§ **BRIEF 1**
From the abstract on communication training for oncology nurses, output the passage that begins at the words "Aim.  This paper" and stops after the words "uninterrupted patient speech.".
§ **BRIEF 2**
Using the abstract on communication training for oncology nurses, decide whether each statement agrees with it. Answer yes or no for each and quote the deciding words. (a) The videos compared were of interviews with simulated patients. (b) Utterances containing medical information increased on the part of nurses. (c) The pre- and post-intervention videos were compared between 2003 and 2006.

§ **SELECTED EXCERPT**
((
Swiss Cancer League communication skills training programme for oncology nurses: an evaluation

Authors


W. Langewitz: e-mail: wlangewitz@uhbs.ch

Abstract

langewitz w., heydrich l., nübling m., szirt l., weber h. & grossman p. (2010) Swiss Cancer League communication skills training programme for oncology nurses: an evaluation. Journal of Advanced Nursing66(10), 2266–2277.

Abstract

Aim.  This paper is a report of an evaluation of the effectiveness of a communication skills training programme for oncology nurses.

Background.  Clinical care for patients with cancer is increasingly being divided between nurses and physicians, with nurses being responsible for the continuity of patient care, and oncologists choosing and explaining the basics of anti-cancer therapy. Therefore, oncology nurses will profit from evidence-based communication skills training to allow them to perform in a professional way.

Methods.  Between 2003 and 2006 pre- and post-intervention videos of interviews with simulated patients were compared using the Roter Interaction Analysis System. Patient centeredness was assessed by counting segments of appropriate mutual responding to cues and by calculating length of uninterrupted patient speech.

Findings.  Appropriate empathic (1·6% vs. 3·2%), reassuring statements (2·3% vs. 3·4%), questions concerning psychosocial information (2·8% vs. 4·0%) increased statistically significantly; utterances containing medical information decreased on the part of nurses (17·8% vs. 13·3%) and patients (8·1% vs. 6·7%); and patients provided more psychosocial information (3·3% vs. 5·7%). The level of congruence and empathic responses to patients’ emotional cues increased statistically significantly, as did the length of uninterrupted speech (3·7–4·3 utterances; all P < 0·05).

Conclusion.  The communication skills training of the Swiss Cancer League could be used as a model to achieve substantial improvements in patient-centred communication. Sequence analysis of utterances from patient-provider interaction should be used to assess the amount of patient-centred talk.
))
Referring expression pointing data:
((
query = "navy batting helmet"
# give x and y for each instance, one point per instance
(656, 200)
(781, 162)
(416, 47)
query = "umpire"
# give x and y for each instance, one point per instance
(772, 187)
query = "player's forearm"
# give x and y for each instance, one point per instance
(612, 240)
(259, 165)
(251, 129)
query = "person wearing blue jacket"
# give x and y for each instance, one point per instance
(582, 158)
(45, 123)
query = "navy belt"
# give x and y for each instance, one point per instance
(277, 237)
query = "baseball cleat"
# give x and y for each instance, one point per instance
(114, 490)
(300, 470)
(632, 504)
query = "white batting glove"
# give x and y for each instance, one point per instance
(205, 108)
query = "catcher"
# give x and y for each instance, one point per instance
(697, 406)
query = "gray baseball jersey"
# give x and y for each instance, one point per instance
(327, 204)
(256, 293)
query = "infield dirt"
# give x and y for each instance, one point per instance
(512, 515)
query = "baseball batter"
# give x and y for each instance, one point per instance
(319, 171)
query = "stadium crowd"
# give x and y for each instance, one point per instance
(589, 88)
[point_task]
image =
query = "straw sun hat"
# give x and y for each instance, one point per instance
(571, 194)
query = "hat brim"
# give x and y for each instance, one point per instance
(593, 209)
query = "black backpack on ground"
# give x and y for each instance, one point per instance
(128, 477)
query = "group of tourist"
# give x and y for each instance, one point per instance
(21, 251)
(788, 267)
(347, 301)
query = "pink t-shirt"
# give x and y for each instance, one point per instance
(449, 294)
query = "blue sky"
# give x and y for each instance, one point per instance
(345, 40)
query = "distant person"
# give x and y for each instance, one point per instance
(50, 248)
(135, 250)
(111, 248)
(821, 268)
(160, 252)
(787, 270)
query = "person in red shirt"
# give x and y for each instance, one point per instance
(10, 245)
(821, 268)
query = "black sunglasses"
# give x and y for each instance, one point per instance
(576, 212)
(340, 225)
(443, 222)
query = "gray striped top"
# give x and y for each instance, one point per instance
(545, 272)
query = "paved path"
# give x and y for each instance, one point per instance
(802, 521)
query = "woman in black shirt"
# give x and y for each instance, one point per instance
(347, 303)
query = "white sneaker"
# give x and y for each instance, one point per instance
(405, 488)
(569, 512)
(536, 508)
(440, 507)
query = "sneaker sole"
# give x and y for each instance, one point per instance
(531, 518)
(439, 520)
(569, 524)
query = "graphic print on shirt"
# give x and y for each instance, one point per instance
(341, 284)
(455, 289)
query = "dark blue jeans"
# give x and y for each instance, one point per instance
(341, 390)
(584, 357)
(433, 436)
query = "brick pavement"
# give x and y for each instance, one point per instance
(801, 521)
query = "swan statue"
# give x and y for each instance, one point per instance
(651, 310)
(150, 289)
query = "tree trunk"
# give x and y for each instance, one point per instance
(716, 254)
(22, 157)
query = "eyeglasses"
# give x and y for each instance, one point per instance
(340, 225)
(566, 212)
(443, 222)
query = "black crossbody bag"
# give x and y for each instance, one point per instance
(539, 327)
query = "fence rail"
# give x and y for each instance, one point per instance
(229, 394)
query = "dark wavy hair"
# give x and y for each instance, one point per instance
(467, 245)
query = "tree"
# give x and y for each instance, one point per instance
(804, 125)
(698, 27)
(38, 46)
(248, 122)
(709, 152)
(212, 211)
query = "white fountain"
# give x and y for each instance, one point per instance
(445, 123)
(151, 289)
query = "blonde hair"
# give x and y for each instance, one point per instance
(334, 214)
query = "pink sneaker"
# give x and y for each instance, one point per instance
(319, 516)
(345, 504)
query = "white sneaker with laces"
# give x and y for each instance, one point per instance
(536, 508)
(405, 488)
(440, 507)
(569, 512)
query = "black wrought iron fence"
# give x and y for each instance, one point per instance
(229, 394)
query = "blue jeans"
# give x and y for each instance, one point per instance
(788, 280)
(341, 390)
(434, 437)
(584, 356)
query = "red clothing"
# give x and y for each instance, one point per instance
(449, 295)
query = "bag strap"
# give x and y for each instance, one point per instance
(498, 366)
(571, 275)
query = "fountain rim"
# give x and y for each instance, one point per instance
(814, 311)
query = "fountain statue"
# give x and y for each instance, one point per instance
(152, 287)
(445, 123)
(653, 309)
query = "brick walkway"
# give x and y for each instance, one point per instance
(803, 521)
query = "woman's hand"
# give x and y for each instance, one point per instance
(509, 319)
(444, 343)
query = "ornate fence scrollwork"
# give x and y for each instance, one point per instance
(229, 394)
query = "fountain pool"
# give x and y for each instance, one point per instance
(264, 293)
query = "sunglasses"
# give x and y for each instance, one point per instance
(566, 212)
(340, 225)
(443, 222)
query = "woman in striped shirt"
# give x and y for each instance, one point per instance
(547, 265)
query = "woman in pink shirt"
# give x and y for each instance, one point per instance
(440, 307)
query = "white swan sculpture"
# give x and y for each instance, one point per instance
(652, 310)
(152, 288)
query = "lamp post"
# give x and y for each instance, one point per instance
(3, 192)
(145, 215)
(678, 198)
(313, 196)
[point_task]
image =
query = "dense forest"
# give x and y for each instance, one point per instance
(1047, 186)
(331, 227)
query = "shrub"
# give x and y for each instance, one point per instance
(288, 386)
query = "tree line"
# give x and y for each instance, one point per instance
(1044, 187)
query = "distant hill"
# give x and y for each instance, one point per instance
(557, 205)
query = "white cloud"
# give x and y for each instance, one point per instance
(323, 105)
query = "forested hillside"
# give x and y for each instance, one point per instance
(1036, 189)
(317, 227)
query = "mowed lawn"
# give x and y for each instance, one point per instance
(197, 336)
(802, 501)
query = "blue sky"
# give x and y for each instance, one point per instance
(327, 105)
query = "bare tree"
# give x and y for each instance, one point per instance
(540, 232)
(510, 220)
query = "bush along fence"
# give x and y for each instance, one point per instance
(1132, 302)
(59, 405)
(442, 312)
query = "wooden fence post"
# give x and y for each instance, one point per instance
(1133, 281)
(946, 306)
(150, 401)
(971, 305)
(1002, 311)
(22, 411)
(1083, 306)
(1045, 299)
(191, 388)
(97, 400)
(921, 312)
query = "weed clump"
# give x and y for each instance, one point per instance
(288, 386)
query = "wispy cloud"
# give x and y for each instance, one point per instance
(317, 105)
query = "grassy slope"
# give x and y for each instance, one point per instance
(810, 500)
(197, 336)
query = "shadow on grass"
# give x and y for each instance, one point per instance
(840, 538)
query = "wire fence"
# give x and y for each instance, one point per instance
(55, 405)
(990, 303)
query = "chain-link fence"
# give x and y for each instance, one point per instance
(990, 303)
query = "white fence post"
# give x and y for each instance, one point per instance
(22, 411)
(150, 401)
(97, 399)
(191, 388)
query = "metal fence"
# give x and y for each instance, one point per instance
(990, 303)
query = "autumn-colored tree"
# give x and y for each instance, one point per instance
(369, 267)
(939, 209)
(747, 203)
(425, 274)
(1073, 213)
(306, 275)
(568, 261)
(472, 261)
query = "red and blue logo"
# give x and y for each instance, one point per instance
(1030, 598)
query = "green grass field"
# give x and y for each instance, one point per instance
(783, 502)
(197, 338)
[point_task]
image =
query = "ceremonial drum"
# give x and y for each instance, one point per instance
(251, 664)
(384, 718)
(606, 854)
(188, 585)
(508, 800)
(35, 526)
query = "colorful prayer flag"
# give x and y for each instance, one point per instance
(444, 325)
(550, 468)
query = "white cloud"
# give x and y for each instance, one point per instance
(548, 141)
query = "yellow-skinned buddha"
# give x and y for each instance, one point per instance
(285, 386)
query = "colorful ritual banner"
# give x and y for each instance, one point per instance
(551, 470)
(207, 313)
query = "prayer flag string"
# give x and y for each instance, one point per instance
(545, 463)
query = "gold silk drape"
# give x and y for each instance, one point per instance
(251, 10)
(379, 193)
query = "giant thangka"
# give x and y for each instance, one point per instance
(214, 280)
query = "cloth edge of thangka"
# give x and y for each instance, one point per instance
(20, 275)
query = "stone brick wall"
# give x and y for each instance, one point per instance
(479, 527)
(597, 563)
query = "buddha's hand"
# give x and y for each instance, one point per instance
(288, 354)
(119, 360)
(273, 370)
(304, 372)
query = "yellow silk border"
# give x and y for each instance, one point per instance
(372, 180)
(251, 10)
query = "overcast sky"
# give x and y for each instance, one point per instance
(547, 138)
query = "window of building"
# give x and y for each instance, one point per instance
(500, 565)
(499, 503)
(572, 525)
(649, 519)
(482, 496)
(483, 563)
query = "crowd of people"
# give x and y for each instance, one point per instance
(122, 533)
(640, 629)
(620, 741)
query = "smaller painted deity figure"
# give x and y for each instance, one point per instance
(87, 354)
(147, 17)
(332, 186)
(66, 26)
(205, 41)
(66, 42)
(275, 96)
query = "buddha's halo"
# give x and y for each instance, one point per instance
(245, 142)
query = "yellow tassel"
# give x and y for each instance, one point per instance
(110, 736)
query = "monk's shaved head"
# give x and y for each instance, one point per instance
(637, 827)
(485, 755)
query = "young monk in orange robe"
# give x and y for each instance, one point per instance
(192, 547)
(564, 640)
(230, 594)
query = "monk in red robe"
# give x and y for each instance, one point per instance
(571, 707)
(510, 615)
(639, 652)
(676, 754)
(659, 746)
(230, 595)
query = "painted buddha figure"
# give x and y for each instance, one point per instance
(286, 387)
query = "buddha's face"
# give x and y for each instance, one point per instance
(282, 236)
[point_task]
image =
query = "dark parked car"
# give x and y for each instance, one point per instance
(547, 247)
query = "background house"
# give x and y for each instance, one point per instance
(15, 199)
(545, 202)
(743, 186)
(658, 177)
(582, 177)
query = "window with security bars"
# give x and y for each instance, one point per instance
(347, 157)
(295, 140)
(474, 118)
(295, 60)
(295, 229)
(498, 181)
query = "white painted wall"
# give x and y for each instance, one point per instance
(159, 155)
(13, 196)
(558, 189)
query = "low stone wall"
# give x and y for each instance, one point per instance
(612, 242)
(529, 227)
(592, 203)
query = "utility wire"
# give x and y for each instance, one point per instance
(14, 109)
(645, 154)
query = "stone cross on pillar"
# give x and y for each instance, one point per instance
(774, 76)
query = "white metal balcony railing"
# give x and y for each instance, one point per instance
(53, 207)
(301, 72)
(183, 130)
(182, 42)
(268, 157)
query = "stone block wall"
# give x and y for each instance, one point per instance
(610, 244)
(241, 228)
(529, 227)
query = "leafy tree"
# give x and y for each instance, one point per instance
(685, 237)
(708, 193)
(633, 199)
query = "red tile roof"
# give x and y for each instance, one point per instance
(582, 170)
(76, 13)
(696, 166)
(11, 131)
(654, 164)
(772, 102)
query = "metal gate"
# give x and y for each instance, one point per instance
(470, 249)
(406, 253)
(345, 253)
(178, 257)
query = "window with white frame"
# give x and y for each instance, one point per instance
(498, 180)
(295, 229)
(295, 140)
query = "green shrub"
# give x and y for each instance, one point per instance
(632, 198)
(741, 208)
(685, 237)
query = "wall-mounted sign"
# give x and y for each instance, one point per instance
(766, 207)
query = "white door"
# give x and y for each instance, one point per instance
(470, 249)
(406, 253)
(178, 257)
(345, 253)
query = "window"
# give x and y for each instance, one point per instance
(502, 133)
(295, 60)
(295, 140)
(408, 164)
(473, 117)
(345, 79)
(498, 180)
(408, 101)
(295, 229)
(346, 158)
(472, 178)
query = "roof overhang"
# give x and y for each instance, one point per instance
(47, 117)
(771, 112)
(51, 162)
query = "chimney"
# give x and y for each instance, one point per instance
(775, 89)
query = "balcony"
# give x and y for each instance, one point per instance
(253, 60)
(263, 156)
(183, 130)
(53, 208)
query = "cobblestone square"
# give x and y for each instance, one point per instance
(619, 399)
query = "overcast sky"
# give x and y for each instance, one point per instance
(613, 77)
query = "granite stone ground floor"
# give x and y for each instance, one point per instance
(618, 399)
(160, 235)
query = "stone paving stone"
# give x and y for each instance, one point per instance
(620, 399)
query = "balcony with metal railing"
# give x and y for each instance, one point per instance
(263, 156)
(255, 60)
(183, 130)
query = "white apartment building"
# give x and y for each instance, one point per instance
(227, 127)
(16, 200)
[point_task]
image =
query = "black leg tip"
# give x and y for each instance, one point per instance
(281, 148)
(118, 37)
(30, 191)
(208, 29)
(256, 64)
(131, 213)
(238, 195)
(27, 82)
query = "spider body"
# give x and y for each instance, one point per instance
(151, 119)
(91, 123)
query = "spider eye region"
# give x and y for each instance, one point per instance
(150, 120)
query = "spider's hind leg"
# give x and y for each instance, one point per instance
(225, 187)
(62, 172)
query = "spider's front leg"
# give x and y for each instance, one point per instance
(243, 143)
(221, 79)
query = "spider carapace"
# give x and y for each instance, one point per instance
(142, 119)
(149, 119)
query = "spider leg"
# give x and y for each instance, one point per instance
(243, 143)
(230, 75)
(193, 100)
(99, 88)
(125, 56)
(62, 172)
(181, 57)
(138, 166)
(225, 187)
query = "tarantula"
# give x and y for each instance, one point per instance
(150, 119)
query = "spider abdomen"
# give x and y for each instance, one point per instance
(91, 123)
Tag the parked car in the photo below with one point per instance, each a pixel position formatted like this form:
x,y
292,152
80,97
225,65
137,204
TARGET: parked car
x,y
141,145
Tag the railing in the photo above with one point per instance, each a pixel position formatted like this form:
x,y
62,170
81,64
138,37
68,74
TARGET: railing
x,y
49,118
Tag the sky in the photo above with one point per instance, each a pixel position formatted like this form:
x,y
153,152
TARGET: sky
))
§ **FINAL ANSWER 1**
Aim.  This paper is a report of an evaluation of the effectiveness of a communication skills training programme for oncology nurses.

Background.  Clinical care for patients with cancer is increasingly being divided between nurses and physicians, with nurses being responsible for the continuity of patient care, and oncologists choosing and explaining the basics of anti-cancer therapy. Therefore, oncology nurses will profit from evidence-based communication skills training to allow them to perform in a professional way.

Methods.  Between 2003 and 2006 pre- and post-intervention videos of interviews with simulated patients were compared using the Roter Interaction Analysis System. Patient centeredness was assessed by counting segments of appropriate mutual responding to cues and by calculating length of uninterrupted patient speech.

§ **FINAL ANSWER 2**
(a) Yes: "pre- and post-intervention videos of interviews with simulated patients were compared"
(b) No: "utterances containing medical information decreased on the part of nurses (17·8% vs. 13·3%)"
(c) Yes: "Between 2003 and 2006 pre- and post-intervention videos of interviews with simulated patients were compared"